**Directions**
Please repeat every entry, keeping each one exactly the same.

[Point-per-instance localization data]
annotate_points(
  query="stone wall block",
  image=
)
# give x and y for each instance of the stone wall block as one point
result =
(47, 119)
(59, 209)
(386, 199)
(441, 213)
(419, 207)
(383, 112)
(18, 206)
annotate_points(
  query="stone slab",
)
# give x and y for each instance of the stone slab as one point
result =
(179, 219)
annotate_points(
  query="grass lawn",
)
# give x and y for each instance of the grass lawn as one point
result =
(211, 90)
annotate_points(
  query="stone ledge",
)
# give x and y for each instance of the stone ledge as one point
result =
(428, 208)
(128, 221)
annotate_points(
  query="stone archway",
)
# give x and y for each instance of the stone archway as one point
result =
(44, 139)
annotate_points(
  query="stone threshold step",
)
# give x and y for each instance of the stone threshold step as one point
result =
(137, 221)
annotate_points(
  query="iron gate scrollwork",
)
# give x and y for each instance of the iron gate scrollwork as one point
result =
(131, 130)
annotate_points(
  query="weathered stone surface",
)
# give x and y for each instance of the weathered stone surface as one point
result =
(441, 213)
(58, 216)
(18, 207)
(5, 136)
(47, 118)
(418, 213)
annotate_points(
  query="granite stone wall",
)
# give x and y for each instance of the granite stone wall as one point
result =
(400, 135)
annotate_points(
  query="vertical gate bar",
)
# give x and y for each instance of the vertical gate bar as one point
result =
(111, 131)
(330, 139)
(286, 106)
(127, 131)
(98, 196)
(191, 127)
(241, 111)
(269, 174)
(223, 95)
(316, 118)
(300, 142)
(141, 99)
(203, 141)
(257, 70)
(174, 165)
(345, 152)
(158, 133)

**Response below**
annotate_points(
  query="stone wall block",
  image=
)
# give x and y for each instance of the stone wall block as one point
result =
(47, 119)
(59, 209)
(386, 199)
(441, 213)
(419, 207)
(383, 112)
(18, 206)
annotate_points(
  query="stone slab",
)
# give x and y for each instance of the stone slab as one point
result =
(179, 219)
annotate_points(
  query="grass lawn",
)
# give x and y for each instance of the grass lawn as one point
result =
(211, 90)
annotate_points(
  query="stone ledge",
)
# give x and y for each instance of the stone ledge as one point
result =
(428, 208)
(128, 221)
annotate_points(
  query="stone archway",
)
# give x and y for each instance of the stone archway as one point
result =
(44, 139)
annotate_points(
  query="stone threshold step",
)
# give x and y for each instance of the stone threshold step as one point
result =
(137, 221)
annotate_points(
  query="iron gate scrollwork",
)
# give x and y for each instance of the iron gate scrollwork as one point
result =
(131, 130)
annotate_points(
  query="weathered stone surface",
)
# give x and y for each instance of the weathered stone surface as one point
result =
(441, 213)
(58, 216)
(18, 207)
(5, 136)
(47, 118)
(418, 213)
annotate_points(
  query="granite stone wall",
)
# give x and y for each instance of the granite stone wall as one point
result =
(400, 135)
annotate_points(
  query="vertical gate bar",
)
# give x and y for each instance of the vertical gate bar as one point
result =
(111, 131)
(330, 139)
(286, 106)
(127, 131)
(98, 196)
(191, 127)
(241, 111)
(269, 174)
(223, 95)
(316, 118)
(300, 142)
(141, 99)
(203, 141)
(257, 70)
(174, 165)
(345, 152)
(158, 133)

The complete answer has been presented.